__EXERCISE PROMPT__. Give the listing again in full, exactly as written.

__MATERIAL FOR THIS EXERCISE__.

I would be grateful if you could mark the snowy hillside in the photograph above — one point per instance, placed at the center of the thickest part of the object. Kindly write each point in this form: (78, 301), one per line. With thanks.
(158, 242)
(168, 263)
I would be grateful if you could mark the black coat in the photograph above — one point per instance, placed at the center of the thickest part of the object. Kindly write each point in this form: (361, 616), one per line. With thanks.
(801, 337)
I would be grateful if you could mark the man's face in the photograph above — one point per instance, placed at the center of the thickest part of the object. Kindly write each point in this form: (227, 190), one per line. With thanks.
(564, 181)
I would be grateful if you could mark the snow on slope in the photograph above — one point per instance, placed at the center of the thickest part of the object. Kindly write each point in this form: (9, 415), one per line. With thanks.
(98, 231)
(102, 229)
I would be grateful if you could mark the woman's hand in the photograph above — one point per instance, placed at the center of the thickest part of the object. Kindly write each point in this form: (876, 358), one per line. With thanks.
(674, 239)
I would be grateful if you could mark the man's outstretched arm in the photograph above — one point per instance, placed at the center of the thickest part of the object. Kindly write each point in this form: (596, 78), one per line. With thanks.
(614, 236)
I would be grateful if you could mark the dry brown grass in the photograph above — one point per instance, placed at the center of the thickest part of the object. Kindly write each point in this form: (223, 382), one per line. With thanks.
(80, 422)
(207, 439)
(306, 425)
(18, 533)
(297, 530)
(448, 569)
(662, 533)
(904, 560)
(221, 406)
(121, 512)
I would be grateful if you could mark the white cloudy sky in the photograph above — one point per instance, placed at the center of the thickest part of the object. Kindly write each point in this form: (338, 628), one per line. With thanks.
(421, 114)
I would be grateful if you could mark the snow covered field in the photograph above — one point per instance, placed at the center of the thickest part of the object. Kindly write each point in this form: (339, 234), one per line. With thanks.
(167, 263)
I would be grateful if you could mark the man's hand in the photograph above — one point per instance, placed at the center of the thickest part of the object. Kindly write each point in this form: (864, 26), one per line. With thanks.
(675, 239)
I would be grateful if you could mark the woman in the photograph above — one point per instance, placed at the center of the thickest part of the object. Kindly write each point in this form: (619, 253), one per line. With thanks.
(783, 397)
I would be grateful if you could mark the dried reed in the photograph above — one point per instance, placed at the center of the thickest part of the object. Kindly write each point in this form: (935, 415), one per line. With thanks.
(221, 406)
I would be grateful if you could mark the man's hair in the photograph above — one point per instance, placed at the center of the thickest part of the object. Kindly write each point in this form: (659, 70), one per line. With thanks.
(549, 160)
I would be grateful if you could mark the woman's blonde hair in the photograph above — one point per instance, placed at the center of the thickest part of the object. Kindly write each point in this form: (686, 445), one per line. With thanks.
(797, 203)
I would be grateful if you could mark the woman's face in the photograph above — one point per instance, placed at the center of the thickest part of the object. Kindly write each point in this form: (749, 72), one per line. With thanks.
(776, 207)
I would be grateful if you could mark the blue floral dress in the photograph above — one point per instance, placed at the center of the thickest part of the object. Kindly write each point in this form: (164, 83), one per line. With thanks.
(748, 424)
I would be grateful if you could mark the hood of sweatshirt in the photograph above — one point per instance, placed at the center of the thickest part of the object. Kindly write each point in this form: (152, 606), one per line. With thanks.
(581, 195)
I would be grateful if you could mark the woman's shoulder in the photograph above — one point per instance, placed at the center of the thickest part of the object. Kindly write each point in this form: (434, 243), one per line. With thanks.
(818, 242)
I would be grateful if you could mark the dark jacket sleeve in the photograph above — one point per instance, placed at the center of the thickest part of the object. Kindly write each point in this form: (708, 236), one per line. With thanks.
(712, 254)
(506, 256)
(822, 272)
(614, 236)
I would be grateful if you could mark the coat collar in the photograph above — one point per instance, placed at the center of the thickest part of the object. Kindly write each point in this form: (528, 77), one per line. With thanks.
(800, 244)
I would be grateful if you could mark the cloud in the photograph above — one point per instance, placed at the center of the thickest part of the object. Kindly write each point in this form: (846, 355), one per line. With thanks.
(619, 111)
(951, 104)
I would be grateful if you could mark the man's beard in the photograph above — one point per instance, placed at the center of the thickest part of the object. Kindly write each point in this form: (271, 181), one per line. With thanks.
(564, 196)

__EXERCISE RESULT__.
I would be grateful if you could mark the snowy hillside in the photograph above — one point per instance, placed at the center of the thickest part of the object. Kindly write each point in this form: (78, 301), one per line. With thanks.
(158, 242)
(168, 263)
I would be grateful if you could mark the black coat in the photograph above — one point per instance, placed at the center of the thickest part of the object. Kindly write each point in this form: (361, 616), one per line. With thanks.
(801, 337)
I would be grateful if you could mark the man's face in the photograph above — one point per instance, placed at the center of the thickest part of the object. Kindly write each point in this form: (227, 190), one per line. With thanks.
(564, 181)
I would be grateful if you could mark the snow on slope in the photograph above — one point per instance, placed at the center of the thickest part of the object. Kindly write each point in this form: (9, 415), one per line. With thanks.
(98, 231)
(102, 229)
I would be grateful if you could mark the woman's hand in the photograph above — one point per instance, placed at the center of the thickest part of the object. Kindly write each point in this form: (876, 358), one per line. With thanks.
(674, 239)
I would be grateful if you could mark the man's outstretched arm in the photograph above — one point per instance, placed at the center of the thickest part of the object. Kindly write each point in this form: (596, 78), one per line. With thanks.
(614, 236)
I would be grateful if you could mark the dry brown grass in the photograph above — one point per instance, placed at the center of the thickest part of the object. Kindly write each point in this form: (223, 382), one per line. With thanks.
(80, 422)
(207, 439)
(306, 425)
(18, 533)
(297, 530)
(448, 569)
(662, 533)
(904, 560)
(221, 406)
(121, 512)
I would be grateful if you could mark the white cloudy sky in the photograph above — one point per instance, placed at the center of the thickest part of the object. Kindly write each point in this form: (338, 628), one per line. With thanks.
(421, 114)
I would be grateful if you could mark the snow covered field in the photograph above — one point per instance, placed at the center of the thickest part of the object. Kindly write each point in this form: (339, 234), one per line. With thanks.
(167, 263)
I would be grateful if you could mark the man's hand in the photograph above — one point per instance, placed at the center of the thickest part of the object. Kindly write each point in this form: (864, 26), one per line. With thanks.
(675, 239)
I would be grateful if you could mark the woman in the photograph above — one point per instance, placed at the center of the thickest part of the object. Kindly write each point in this form: (619, 253), one per line. With thanks.
(783, 397)
I would be grateful if you could mark the dried reed in the photograph above — one point per instance, placed at the center of the thickest part of the object. Kindly write each point in this form: (935, 415), one per line. With thanks.
(221, 406)
I would be grateful if you could mark the man's hair in the photograph above — one point per instance, placed at the center of the thickest part of the object. Kindly write each point in this form: (659, 70), one per line. With thanks.
(549, 160)
I would be grateful if you could mark the woman's blonde hair in the photograph above — one point per instance, placed at the center of the thickest part of the object. Kindly write each point in this form: (686, 445), one per line. With thanks.
(797, 203)
I would be grateful if you could mark the woman's face in the photograph above — one point per instance, placed at the center of the thickest part of the object. Kindly write each point in this form: (749, 72), one per line. With thanks.
(776, 207)
I would be grateful if you could mark the blue floral dress in the photograph above — one point per instance, placed at the center of the thickest part of the object. Kindly write each point in this form: (164, 83), one per line. With thanks.
(748, 424)
I would be grateful if you could mark the hood of sweatshirt in the photograph above — one point per instance, placed at the center of the thickest part of the object. Kindly write each point in this form: (152, 606), one per line. With thanks.
(581, 195)
I would be grateful if you could mark the woman's shoulder in the photograph above — one point per instance, placed at the center of the thickest part of the object. Kindly write each point in this form: (434, 243), one per line. With thanks.
(818, 242)
I would be grateful if you could mark the dark jacket sleeve in the photograph above — one point per instance, placed at the center of the thickest part of the object. Kindly write each point in this form: (708, 236), one per line. With thanks.
(712, 254)
(506, 256)
(822, 272)
(614, 236)
I would be grateful if you could mark the coat collar in the photograph above — one point per instance, placed at the center of the thickest part of the object. Kindly write each point in this form: (528, 77), one per line. With thanks.
(800, 244)
I would be grateful if you could mark the cloud in the photograph above — one point per instance, placed at the center of the thickest part of the object. Kindly write each point in this form: (846, 355), one per line. With thanks.
(619, 111)
(951, 104)
I would be grateful if you could mark the man's beard in the photograph above — one point per instance, placed at the center of the thickest part of the object. Kindly write each point in this form: (271, 181), one per line. With thanks.
(564, 196)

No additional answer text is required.